§ **Material to process**:
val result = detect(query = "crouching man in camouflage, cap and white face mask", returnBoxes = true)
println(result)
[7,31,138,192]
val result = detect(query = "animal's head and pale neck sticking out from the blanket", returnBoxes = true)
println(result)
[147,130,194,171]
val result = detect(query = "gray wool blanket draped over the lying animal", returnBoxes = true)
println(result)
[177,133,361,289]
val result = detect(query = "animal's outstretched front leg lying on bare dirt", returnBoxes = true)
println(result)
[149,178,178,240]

* * *

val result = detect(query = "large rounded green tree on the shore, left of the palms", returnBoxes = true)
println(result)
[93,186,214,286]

---

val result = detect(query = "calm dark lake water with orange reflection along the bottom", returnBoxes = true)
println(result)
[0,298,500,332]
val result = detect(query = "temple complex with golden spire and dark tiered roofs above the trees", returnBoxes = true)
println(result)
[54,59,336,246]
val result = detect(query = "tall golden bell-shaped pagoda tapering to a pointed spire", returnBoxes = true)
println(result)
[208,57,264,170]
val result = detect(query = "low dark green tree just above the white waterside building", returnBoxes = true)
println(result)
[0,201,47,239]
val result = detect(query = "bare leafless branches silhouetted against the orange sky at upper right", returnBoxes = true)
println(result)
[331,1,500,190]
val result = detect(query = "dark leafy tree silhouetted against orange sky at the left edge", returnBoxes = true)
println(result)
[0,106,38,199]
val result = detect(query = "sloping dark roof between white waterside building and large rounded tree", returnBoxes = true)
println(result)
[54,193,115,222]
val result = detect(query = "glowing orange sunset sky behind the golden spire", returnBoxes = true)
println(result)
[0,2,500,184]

§ **Directions**:
Select and copy each line from the data that includes the word "blanket".

§ **Exercise output**:
val result = detect(query = "animal's head and pale neck sticking out from the blanket", returnBoxes = true)
val result = detect(query = "gray wool blanket draped over the lying animal", returnBoxes = true)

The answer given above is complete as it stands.